*Text*:
########

Different n-gram orders have different strengths:

| N-gram | Strength | Weakness | Example |
|--------|----------|----------|----------|
| **Trigram** | High precision (specific context) | Low coverage (sparse) | $P(\text{happy}|\text{I am}) = 0.8$ (but many unseen trigrams) |
| **Bigram** | Medium precision | Medium coverage | $P(\text{happy}|\text{am}) = 0.5$ (more data, less specific) |
| **Unigram** | Always available | No context | $P(\text{happy}) = 0.3$ (just word frequency) |

### Interpolation Solution

**Idea:** Combine all n-gram orders with learned weights!

**Formula:**

$$
\begin{align}
P_{\text{interp}}(w_3|w_1,w_2) &= \lambda_1 \times P(w_3|w_1,w_2) \quad \text{# Trigram} \\
&+ \lambda_2 \times P(w_3|w_2) \quad \text{# Bigram} \\
&+ \lambda_3 \times P(w_3) \quad \text{# Unigram}
\end{align}
$$

where $\lambda_1 + \lambda_2 + \lambda_3 = 1$ (weights sum to 1)

########

Point annotation dataset entries
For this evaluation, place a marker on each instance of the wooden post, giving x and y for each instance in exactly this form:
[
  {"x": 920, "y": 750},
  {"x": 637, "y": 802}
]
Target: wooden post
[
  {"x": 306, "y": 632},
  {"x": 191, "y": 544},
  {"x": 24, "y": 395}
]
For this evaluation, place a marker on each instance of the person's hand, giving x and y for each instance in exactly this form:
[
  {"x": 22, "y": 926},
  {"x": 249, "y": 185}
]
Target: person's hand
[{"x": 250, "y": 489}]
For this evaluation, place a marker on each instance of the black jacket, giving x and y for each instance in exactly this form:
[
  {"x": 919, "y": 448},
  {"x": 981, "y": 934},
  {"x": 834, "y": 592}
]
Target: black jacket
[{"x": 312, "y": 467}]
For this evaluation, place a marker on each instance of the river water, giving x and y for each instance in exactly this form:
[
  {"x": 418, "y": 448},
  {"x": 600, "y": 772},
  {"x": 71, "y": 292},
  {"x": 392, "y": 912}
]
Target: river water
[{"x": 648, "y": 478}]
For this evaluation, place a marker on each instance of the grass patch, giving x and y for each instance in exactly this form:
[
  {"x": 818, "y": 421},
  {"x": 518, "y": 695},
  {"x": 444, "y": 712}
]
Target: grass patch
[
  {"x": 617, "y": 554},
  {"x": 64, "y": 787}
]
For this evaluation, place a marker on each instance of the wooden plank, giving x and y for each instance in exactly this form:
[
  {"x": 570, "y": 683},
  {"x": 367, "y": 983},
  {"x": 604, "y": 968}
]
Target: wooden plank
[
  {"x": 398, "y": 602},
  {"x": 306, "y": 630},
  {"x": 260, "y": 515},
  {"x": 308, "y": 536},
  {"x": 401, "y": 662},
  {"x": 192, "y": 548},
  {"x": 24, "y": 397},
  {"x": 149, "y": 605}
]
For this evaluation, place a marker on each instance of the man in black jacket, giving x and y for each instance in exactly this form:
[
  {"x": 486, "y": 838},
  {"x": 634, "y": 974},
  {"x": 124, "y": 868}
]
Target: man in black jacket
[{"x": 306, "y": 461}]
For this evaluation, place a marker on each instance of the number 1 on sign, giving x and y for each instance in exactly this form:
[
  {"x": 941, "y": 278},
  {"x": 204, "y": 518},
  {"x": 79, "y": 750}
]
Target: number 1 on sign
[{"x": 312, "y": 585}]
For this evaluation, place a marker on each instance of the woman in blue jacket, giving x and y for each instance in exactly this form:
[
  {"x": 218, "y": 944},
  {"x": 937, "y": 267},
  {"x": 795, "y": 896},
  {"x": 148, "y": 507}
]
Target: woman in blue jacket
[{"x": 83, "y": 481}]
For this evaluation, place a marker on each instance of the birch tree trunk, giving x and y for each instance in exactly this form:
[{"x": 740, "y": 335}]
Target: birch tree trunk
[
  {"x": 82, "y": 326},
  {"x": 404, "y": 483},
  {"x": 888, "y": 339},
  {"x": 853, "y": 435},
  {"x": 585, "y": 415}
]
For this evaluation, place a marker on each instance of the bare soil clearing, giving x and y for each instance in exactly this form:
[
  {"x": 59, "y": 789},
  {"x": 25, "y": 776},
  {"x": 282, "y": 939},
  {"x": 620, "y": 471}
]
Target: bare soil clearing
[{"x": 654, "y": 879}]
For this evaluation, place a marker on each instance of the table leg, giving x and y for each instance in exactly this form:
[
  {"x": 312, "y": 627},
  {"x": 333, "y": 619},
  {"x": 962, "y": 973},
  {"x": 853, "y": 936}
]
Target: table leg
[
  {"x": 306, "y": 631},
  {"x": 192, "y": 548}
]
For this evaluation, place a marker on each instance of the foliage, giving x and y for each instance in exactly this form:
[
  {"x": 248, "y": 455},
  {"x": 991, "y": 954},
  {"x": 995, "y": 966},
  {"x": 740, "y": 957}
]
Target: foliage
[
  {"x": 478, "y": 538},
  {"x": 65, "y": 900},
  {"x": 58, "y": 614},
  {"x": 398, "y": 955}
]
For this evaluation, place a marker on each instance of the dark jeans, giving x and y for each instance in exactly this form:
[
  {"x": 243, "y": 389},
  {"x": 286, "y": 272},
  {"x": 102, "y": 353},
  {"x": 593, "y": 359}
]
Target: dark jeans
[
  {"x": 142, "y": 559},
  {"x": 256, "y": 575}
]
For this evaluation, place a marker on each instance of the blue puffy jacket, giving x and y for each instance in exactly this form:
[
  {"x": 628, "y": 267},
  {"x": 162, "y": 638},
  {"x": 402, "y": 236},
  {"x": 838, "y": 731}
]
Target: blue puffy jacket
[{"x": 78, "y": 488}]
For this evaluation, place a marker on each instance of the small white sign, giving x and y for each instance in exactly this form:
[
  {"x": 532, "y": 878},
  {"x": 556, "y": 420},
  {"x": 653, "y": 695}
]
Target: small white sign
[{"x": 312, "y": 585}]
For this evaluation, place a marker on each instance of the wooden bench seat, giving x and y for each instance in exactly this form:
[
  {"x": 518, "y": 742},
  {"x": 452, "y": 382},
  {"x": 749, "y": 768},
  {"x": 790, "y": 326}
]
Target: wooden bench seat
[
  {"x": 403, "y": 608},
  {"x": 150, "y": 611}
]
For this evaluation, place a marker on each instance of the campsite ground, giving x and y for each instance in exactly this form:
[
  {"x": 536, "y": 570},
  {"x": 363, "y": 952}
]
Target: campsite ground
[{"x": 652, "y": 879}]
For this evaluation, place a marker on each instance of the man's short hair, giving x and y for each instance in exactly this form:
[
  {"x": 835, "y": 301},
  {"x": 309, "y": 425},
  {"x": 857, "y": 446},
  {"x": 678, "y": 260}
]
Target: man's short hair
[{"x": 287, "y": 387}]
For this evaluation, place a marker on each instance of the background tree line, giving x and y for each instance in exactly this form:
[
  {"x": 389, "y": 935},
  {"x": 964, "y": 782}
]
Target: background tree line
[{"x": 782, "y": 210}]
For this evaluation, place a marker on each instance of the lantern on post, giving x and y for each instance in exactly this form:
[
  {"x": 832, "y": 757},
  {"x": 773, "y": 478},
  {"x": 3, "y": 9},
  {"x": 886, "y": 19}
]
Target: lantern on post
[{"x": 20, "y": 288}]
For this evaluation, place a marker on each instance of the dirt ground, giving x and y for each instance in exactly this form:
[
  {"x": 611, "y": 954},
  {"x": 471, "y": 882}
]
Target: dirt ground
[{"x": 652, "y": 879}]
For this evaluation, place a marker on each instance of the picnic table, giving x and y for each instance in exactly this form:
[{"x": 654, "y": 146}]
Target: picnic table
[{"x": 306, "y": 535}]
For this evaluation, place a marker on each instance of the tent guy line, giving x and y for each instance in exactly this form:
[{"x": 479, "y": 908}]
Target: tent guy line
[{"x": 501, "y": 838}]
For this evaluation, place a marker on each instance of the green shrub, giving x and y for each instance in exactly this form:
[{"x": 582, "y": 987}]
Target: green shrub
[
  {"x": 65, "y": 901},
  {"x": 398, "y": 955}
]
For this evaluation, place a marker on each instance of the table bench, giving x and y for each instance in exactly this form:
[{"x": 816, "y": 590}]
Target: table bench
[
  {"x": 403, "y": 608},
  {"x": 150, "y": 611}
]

########

*The tasks*:
1. Name each n-gram order in the table of the n-gram text, along with the weakness listed for it.
2. Please extract the part of the n-gram text from "Different n-gram orders" to "with learned weights!".
3. According to the n-gram text, what must the interpolation weights sum to?

*Answers to the exercises*:
1.
Trigram: Low coverage (sparse)
Bigram: Medium coverage
Unigram: No context

2.
Different n-gram orders have different strengths:

| N-gram | Strength | Weakness | Example |
|--------|----------|----------|----------|
| **Trigram** | High precision (specific context) | Low coverage (sparse) | $P(\text{happy}|\text{I am}) = 0.8$ (but many unseen trigrams) |
| **Bigram** | Medium precision | Medium coverage | $P(\text{happy}|\text{am}) = 0.5$ (more data, less specific) |
| **Unigram** | Always available | No context | $P(\text{happy}) = 0.3$ (just word frequency) |

### Interpolation Solution

**Idea:** Combine all n-gram orders with learned weights!

3. They must sum to 1.